Saved entries:
┄┄┄┄┄┄┄┄┄┄┄┄┄┄┄┄┄┄┄┄

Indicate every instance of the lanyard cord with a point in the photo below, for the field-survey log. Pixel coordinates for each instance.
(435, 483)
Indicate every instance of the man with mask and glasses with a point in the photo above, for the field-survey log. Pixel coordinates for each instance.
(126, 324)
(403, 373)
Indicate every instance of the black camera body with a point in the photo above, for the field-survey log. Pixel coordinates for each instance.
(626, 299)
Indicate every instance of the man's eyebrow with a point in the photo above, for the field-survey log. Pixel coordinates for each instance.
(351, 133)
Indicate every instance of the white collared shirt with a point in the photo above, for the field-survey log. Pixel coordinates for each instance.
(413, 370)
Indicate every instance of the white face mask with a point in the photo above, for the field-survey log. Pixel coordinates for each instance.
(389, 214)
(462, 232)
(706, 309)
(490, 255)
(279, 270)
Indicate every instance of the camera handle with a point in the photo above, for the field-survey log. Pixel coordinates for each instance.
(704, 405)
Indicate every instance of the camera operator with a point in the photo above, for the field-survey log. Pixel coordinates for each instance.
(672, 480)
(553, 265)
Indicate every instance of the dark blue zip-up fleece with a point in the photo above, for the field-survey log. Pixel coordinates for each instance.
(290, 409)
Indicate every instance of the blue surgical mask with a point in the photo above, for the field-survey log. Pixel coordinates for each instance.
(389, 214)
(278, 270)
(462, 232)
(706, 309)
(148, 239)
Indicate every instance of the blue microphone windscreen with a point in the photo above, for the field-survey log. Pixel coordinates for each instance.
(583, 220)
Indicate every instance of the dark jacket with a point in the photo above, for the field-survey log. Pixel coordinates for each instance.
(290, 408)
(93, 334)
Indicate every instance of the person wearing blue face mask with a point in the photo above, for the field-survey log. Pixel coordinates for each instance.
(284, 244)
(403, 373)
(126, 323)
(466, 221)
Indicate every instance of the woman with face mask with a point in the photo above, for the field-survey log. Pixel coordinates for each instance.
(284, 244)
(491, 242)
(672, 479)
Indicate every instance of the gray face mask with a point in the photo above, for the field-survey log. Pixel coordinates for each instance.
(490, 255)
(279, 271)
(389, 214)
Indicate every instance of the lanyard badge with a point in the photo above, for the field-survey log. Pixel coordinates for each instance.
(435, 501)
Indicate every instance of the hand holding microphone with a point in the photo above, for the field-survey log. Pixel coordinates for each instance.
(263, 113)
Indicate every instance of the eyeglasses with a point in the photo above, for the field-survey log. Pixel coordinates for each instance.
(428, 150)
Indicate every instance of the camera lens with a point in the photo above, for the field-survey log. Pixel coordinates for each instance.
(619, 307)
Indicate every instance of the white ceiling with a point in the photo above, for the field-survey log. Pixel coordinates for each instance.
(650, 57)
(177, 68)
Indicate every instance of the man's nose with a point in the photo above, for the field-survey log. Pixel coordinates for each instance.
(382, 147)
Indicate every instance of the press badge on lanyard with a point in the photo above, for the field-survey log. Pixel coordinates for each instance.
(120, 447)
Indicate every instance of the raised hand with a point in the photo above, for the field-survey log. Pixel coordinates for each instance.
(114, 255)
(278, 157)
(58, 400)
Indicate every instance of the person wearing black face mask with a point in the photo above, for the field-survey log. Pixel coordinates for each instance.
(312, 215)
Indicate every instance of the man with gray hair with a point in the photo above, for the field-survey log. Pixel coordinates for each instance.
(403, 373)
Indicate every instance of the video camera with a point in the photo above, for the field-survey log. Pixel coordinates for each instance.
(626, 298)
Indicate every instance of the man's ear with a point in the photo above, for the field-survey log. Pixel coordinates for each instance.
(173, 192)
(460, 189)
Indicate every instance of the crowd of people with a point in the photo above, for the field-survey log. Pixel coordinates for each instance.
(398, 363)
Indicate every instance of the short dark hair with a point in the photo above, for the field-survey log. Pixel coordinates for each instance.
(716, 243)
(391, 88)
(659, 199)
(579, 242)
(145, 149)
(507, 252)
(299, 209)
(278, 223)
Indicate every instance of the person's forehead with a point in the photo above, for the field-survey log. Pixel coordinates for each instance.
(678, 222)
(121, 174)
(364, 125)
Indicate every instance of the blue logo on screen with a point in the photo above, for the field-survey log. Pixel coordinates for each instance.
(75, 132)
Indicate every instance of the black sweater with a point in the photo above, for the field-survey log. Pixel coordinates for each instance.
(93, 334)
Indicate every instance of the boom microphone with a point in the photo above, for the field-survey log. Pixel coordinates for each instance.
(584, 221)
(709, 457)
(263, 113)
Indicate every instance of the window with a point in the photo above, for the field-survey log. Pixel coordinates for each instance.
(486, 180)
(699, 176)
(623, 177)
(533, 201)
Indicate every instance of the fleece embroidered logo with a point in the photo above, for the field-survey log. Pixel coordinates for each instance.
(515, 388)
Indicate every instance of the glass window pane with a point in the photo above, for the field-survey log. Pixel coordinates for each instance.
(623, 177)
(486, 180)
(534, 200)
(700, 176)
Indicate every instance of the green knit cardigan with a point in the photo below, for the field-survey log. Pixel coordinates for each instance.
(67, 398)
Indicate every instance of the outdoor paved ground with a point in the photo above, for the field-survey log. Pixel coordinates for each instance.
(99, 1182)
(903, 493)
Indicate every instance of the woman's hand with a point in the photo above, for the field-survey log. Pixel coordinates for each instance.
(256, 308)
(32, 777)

┄┄┄┄┄┄┄┄┄┄┄┄┄┄┄┄┄┄┄┄

WORK TO BE COMPLETED: Copy each record exactly, leaving nothing out.

EXERCISE RESULT:
Indicate every instance of the lanyard cord with a point in the photo below, for the field-survey log. Pixel coordinates for each instance.
(435, 483)
Indicate every instance of the man with mask and glasses with a point in the photo above, for the field-survey log. Pixel coordinates for each instance.
(126, 324)
(403, 373)
Indicate every instance of the black camera body with a point in the photo above, for the field-survey log. Pixel coordinates for each instance.
(626, 299)
Indicate every instance of the man's eyebrow with a point in the photo above, for the field-survey log. Pixel coordinates for each instance.
(351, 133)
Indicate every instance of the white collared shirt with a point in the photo above, for the field-survey log. Pixel coordinates for each instance.
(413, 370)
Indicate every instance of the white face mask with a point in the photo above, for the field-survey log. Pixel coordinates for each instance.
(389, 214)
(462, 232)
(706, 309)
(490, 255)
(279, 270)
Indicate every instance of the camera handle with a point in the photo above, for the field-survey log. Pixel coordinates for each instance.
(704, 405)
Indicate every instance of the camera operator with a point in the photo above, for the field-survey log. Pixel coordinates for each instance.
(672, 480)
(553, 265)
Indicate every instance of the dark blue zip-up fleece with a point in the photo above, for the field-survey log. Pixel coordinates for each instance.
(290, 409)
Indicate every instance of the blue surgical mask with a point in the photo above, for the field-survey log. Pixel coordinates for each instance.
(389, 214)
(278, 270)
(462, 232)
(706, 309)
(148, 239)
Indicate every instance of the blue microphone windscreen with a point in the photo above, for the field-survey log. Pixel coordinates for each instance.
(583, 220)
Indicate every instance of the dark jacket with a point in the photo above, for the field-survey log. Pixel coordinates for each instance.
(290, 408)
(93, 334)
Indicate every instance of the person wearing blue face mask with a point in the photo above, for the field-survey log. Pixel coordinates for each instance.
(284, 244)
(403, 373)
(126, 323)
(466, 221)
Indicate every instance of the woman with face mask with a point in the photo above, for the field-survey log. Pixel coordinates for each instance.
(284, 244)
(491, 242)
(672, 479)
Indicate every instance of the gray face mask with a point in the photo above, for the field-survey log. Pixel coordinates for each instance.
(490, 255)
(279, 271)
(389, 214)
Indicate every instance of the lanyard badge with a point in the photo above, for the field-survey log. Pixel coordinates for each instance.
(435, 501)
Indicate every instance of the hand holding microphone with a point in the photo above, for the field-survey log. Pixel coordinates for each instance.
(263, 113)
Indicate every instance of the eyeglasses with a point in the photo above, for the field-survey log. Pixel coordinates for each instance.
(428, 150)
Indicate every instance of the camera lens with a point in the photo above, for the field-survey log. Pixel coordinates for each instance.
(619, 307)
Indicate every instance of the white ceiling with a point in the photo above, for the field-survey log. Pixel coordinates for each instance.
(650, 57)
(177, 68)
Indicate every instance of the man's nose with a point in the photo above, for the field-survey log. Pixel coordinates for each instance.
(382, 147)
Indicate every instance of the press badge on lanyard with a point in the photo above, for the field-survey log. Pixel coordinates for each instance.
(120, 447)
Indicate every instance of the raised hand with a point in the photo above, for the field-survey log. Pixel coordinates for each instance.
(114, 255)
(278, 157)
(58, 400)
Indicate every instance of the person wearing black face mask with a point in the photo above, for the field-survey log. Pixel coordinates for each instance.
(312, 215)
Indicate every instance of the man with gray hair with a point in the photo above, for the field-survey log. Pixel coordinates for each instance.
(403, 373)
Indicate every instance of the video camera with a point in the photo above, for the field-survey log. Pixel coordinates for each instance.
(626, 298)
Indicate every instance of the man's ear with a point in the photo above, for the field-survey log. Pixel coordinates for each instance.
(173, 192)
(460, 189)
Indicate every instance of the crowd of people with a point in the photo above, for the field-survey log. Pixel coordinates for each instance.
(398, 363)
Indicate every instance of the short dark hair with a point in the photo above, for the field-survey log. Pixel coordinates for each instance.
(716, 243)
(391, 88)
(659, 199)
(579, 242)
(145, 149)
(507, 252)
(299, 209)
(278, 223)
Indicate every instance of the person's forehead with a point in the photo above, for the field-survey log. Pixel coordinates for each instance.
(678, 222)
(121, 174)
(364, 125)
Indicate every instance of the blue logo on screen with a point in the photo above, for the field-survey log. Pixel coordinates for each instance.
(75, 132)
Indicate every instance of the black sweater with a point in the photo above, for the field-survey log. Pixel coordinates for each instance.
(93, 334)
Indicate every instance of the boom microphone with a point in the photo above, for the field-survey log. Pixel coordinates for each instance.
(584, 221)
(709, 457)
(263, 113)
Indicate every instance of the window with a point in the photo above, for the field-survey log. Pixel coordinates for each instance.
(486, 180)
(699, 176)
(623, 177)
(533, 201)
Indicate every instance of the fleece embroidered logo with a point in the photo above, for the field-survey log. Pixel coordinates for each instance.
(515, 388)
Indicate every instance of the glass window pane with a point in the photo above, for the field-survey log. Pixel coordinates for each instance.
(623, 177)
(486, 180)
(534, 200)
(700, 176)
Indicate every instance of the green knit cardigan with a point in the photo below, for the field-survey log. Pixel coordinates for each instance.
(67, 398)
Indicate every instance of the outdoor paved ground with a point in the photo above, for the field-survey log. Pixel coordinates for each instance.
(99, 1182)
(903, 493)
Indicate every instance of the woman's hand with a point in the photo above, for the field-survey log. Pixel coordinates for each instance.
(256, 308)
(32, 777)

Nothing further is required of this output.